===== INFORMATION GIVEN =====
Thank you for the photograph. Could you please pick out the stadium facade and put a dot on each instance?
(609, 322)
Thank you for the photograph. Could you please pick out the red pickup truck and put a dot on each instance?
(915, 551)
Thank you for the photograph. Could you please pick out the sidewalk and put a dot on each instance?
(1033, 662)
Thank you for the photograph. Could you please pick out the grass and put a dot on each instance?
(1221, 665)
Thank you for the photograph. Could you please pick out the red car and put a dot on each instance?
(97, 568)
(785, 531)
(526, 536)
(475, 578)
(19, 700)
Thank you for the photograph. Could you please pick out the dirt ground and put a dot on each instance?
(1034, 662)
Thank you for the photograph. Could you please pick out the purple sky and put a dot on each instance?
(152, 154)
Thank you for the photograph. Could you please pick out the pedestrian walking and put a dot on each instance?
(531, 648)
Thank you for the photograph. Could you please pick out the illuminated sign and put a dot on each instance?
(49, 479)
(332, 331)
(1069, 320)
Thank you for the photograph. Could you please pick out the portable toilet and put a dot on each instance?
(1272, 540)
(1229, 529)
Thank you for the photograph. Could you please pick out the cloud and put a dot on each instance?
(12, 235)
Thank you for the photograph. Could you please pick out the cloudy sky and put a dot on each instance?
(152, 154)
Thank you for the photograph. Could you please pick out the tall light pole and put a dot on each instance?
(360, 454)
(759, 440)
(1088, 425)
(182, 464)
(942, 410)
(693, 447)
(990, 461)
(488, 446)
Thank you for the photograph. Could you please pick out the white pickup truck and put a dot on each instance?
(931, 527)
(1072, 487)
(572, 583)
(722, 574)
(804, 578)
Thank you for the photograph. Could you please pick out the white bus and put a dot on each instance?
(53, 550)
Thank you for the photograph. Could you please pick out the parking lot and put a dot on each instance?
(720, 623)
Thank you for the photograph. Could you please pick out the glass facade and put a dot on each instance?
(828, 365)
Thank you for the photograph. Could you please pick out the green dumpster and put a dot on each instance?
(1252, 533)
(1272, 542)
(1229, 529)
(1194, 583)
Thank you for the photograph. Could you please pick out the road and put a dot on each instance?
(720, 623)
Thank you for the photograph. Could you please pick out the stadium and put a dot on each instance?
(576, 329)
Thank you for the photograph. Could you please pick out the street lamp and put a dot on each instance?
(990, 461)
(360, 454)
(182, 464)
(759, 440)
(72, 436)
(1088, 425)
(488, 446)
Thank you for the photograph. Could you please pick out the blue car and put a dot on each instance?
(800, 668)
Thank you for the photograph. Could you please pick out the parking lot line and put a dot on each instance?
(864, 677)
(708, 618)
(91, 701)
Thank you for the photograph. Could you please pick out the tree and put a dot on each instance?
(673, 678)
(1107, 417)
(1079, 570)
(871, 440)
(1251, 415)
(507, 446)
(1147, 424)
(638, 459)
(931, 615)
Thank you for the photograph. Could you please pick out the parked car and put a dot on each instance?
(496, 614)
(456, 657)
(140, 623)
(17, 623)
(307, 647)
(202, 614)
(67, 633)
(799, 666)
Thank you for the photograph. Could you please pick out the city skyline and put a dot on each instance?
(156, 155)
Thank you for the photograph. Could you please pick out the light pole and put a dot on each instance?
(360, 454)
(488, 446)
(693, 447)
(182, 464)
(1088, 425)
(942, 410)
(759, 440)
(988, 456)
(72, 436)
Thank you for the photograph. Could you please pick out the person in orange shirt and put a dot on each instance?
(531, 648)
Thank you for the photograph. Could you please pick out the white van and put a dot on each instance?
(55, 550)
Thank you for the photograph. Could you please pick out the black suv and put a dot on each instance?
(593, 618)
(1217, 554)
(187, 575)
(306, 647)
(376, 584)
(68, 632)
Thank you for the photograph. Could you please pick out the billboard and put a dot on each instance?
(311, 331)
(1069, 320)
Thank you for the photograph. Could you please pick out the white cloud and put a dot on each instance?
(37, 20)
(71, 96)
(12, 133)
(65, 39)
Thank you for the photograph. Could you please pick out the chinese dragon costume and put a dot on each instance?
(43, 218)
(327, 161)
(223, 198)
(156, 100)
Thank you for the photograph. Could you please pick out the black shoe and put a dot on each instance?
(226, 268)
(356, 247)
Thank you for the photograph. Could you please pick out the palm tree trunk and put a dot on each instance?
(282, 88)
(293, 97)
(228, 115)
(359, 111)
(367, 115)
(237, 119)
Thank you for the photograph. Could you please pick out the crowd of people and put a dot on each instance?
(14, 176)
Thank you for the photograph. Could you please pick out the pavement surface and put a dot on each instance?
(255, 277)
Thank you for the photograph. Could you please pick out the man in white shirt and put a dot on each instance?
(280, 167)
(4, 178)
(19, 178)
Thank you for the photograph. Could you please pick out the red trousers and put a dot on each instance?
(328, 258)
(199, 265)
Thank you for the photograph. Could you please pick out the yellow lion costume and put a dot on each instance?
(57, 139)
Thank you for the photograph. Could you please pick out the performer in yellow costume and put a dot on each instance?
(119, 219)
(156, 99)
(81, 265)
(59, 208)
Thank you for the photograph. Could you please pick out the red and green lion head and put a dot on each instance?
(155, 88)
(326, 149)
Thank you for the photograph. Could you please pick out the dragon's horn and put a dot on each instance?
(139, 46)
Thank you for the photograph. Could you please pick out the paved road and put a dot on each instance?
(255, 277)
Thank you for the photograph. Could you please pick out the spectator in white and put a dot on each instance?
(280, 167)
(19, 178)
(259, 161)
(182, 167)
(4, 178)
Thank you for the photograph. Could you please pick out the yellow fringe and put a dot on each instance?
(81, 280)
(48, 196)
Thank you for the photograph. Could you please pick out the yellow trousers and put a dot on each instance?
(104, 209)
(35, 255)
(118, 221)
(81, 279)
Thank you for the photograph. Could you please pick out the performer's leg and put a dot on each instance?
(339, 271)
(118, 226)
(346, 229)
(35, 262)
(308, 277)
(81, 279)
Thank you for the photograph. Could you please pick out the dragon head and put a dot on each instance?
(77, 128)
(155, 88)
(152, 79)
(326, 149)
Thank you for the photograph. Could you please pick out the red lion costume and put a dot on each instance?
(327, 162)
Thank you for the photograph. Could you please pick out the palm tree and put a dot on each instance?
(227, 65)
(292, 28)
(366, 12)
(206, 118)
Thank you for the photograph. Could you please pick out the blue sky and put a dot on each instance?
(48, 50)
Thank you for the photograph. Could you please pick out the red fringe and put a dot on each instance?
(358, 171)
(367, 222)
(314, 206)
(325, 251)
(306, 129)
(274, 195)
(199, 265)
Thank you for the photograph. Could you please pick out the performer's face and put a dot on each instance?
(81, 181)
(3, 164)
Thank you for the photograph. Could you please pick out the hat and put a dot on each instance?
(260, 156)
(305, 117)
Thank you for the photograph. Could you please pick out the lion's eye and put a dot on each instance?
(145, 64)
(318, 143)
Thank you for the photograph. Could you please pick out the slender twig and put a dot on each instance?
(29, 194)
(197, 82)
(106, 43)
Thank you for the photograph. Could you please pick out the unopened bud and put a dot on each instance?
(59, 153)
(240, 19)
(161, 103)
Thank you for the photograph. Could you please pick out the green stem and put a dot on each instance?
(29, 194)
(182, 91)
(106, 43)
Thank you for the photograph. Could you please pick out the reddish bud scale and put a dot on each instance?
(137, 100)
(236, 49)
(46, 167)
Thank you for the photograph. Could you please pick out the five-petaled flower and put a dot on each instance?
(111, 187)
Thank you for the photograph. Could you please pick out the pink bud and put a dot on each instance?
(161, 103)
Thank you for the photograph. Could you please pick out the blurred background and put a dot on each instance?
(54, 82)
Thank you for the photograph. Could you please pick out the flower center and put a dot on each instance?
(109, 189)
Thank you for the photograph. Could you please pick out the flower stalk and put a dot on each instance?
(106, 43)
=====
=== EXERCISE REQUIREMENTS ===
Each entry above is to be quoted exactly.

=== SOLUTION TO THE EXERCISE ===
Thank you for the photograph. Could you please pick out the stadium facade and put a dot on each instance?
(609, 322)
Thank you for the photograph. Could you please pick out the red pickup truck and put a dot on each instance?
(915, 551)
Thank you for the photograph. Could you please pick out the sidewalk and put a dot on each instance?
(1033, 662)
Thank you for the photograph. Could you please pick out the grass and put a dot on each instance?
(1221, 665)
Thank you for the photograph. Could you please pick out the red car and put a dot on each instance?
(97, 568)
(785, 531)
(526, 536)
(475, 578)
(19, 700)
Thank you for the photograph. Could you please pick out the dirt ground and put a dot on each instance?
(1034, 662)
Thank you for the photograph. Could you please pick out the purple sky and put a dot on each instance?
(152, 154)
Thank you for the photograph. Could you please pick out the pedestrian walking and put a dot on each instance?
(531, 648)
Thank you for the photograph. Could you please pick out the illuminated sign and put a dot on each instance?
(49, 479)
(332, 331)
(1069, 320)
Thank you for the photograph. Could you please pick out the portable toilet and put a dot on each instance?
(1272, 540)
(1229, 529)
Thank you for the photograph. Could you please pick out the cloud and put a dot on each instance?
(12, 235)
Thank you for the photograph. Could you please pick out the cloudy sky and put a dot on each instance?
(152, 154)
Thank you for the photograph. Could you please pick out the tall light pole and put a dot on each instance?
(360, 454)
(759, 440)
(1088, 425)
(182, 464)
(942, 410)
(693, 447)
(990, 461)
(488, 446)
Thank you for the photograph. Could you please pick out the white pickup truck and put a dot on each instance?
(931, 527)
(1072, 487)
(572, 583)
(722, 574)
(804, 578)
Thank you for the photograph. Could you please pick out the white bus and put a dot on each instance?
(53, 550)
Thank you for the photograph. Could you please pick out the parking lot and put a dot on each instance?
(720, 623)
Thank you for the photograph. Could you please pick out the glass facade and put a dot on each instance?
(828, 365)
Thank you for the photograph. Could you please pick out the green dumpster and put a dot on each instance?
(1252, 533)
(1272, 542)
(1229, 529)
(1194, 583)
Thank you for the photograph. Could you please pick out the road and put a dot on each instance?
(720, 623)
Thank you for the photograph. Could you please pick out the stadium and put a dot on each instance?
(576, 329)
Thank you for the photograph. Could you please pick out the street lamp and put a dot on each instance?
(990, 461)
(360, 454)
(182, 464)
(759, 440)
(72, 436)
(1088, 425)
(488, 446)
Thank you for the photograph. Could you please pick out the blue car and put a dot on each instance?
(800, 668)
Thank you for the photograph. Could you please pick out the parking lot line and put a dot on each instance?
(864, 677)
(708, 618)
(91, 701)
Thank you for the photograph. Could you please pick out the tree and put a dot on each instance?
(673, 678)
(1107, 417)
(1079, 570)
(871, 440)
(1251, 415)
(507, 446)
(1147, 424)
(638, 459)
(931, 615)
Thank you for the photograph. Could you please pick out the parked car and put a dot on each instance?
(496, 614)
(456, 657)
(140, 623)
(17, 623)
(307, 647)
(202, 614)
(67, 633)
(799, 666)
Thank you for the photograph. Could you please pick out the city skyline and put a dot on each instance?
(156, 155)
Thank you for the photograph. Could you please pick out the light pole and put a dot on each instance?
(360, 454)
(488, 446)
(693, 447)
(182, 464)
(1088, 425)
(942, 410)
(759, 440)
(988, 456)
(72, 436)
Thank you for the photograph. Could you please pick out the person in orange shirt and put a dot on each instance?
(531, 648)
Thank you for the photograph. Could you please pick out the white van and put a dot on each instance?
(55, 550)
Thank you for the photograph. Could you please pick out the black suv and put a dot on each instance?
(593, 618)
(1217, 554)
(187, 575)
(306, 647)
(376, 584)
(68, 632)
Thank you for the photograph. Could you please pick out the billboard and put a dot on each instance?
(311, 331)
(1069, 320)
Thank you for the photograph. Could you please pick out the white cloud and put a dot on each instance?
(37, 20)
(71, 96)
(12, 133)
(65, 39)
Thank you for the photograph. Could you please pick out the chinese dragon costume and put a dot on each instance?
(43, 218)
(327, 161)
(223, 198)
(156, 100)
Thank you for the photograph. Could you please pick out the black shoe and put a dot on each instance?
(226, 268)
(356, 247)
Thank you for the photograph. Could you please pick out the palm tree trunk and put a dot on each instance?
(282, 88)
(293, 97)
(228, 115)
(359, 111)
(367, 115)
(237, 119)
Thank you for the photograph. Could you please pick out the crowd of people and put a dot on each instance?
(14, 176)
Thank you for the photograph. Could you please pick out the pavement surface and put a dot on each instance?
(255, 277)
Thank you for the photograph. Could you please pick out the man in white shirt and put a dot on each instance?
(280, 167)
(4, 178)
(19, 178)
Thank you for the photograph. Could you please pick out the red trousers and put a dot on each instance?
(328, 258)
(199, 265)
Thank you for the photograph. Could you please pick out the yellow lion costume and put a dot on each instance?
(57, 139)
Thank you for the photograph. Could you please pick out the performer in yellow costume and put a dot on each instance?
(119, 219)
(156, 99)
(81, 265)
(59, 208)
Thank you for the photograph. Could you please pick out the red and green lion head and put a dot on each instance?
(155, 88)
(326, 149)
Thank you for the photograph. Could you please pick out the dragon's horn and put a dot on each instance?
(139, 46)
Thank you for the photograph. Could you please pick out the paved road and put a dot on each instance?
(255, 277)
Thank you for the photograph. Could you please pick out the spectator in white and put a dot on each instance?
(280, 167)
(19, 178)
(259, 161)
(182, 167)
(4, 178)
Thank you for the photograph. Could you please pick out the yellow fringe and put a dot on each instance?
(81, 280)
(48, 196)
Thank you for the photograph. Could you please pick out the yellow trousers and put a dot on each instance?
(104, 209)
(35, 255)
(118, 221)
(81, 279)
Thank you for the photograph. Could you please pick out the performer's leg and put a dot on each instance?
(339, 271)
(118, 226)
(346, 229)
(35, 262)
(308, 277)
(81, 279)
Thank you for the photograph. Could you please pick out the dragon head and put a dot on each instance?
(77, 128)
(155, 88)
(152, 79)
(326, 149)
Thank you for the photograph. Could you please pick out the red lion costume and put a dot on each instance?
(327, 162)
Thank you for the photograph. Could you please pick out the palm tree and put a dot on each instance?
(227, 65)
(292, 28)
(366, 12)
(206, 118)
Thank you for the photograph. Could you please pick out the blue sky and put a dot on each instance?
(48, 50)
Thank you for the photograph. Could you please pick out the red fringe and put a dot on each instance?
(358, 171)
(367, 222)
(314, 206)
(325, 251)
(306, 129)
(274, 195)
(199, 265)
Thank you for the photograph. Could you please pick out the performer's face and put a dot on each instance?
(81, 181)
(3, 164)
Thank you for the photograph. Could you please pick out the hat and put a dot on each instance?
(260, 156)
(305, 117)
Thank you for the photograph. Could you please pick out the lion's eye and put a dot on each instance?
(145, 64)
(318, 143)
Thank you for the photograph. Could you please pick out the slender twig and put a dot on each instance?
(29, 194)
(197, 82)
(106, 43)
Thank you for the photograph. Could you please pick out the unopened bud and put a dot on each instance?
(59, 153)
(240, 19)
(161, 103)
Thank you for the photograph. Could you please pick out the green stem and put a dot on each instance?
(29, 194)
(182, 91)
(106, 43)
Thank you for the photograph. Could you please pick out the reddish bud scale and put a dot on each instance?
(137, 100)
(236, 49)
(46, 167)
Thank you for the photograph. Could you please pick out the five-petaled flower and put a dot on each instance?
(111, 187)
Thank you for the photograph. Could you please pick out the pink bud and put a dot on each instance?
(161, 103)
Thank you for the photograph. Could you please pick out the blurred background and put a dot on each instance?
(54, 82)
Thank you for the photograph. Could you please pick out the flower center and put a dot on each instance?
(109, 189)
Thank you for the photograph. Could you please pick out the flower stalk and put a dot on each instance?
(106, 43)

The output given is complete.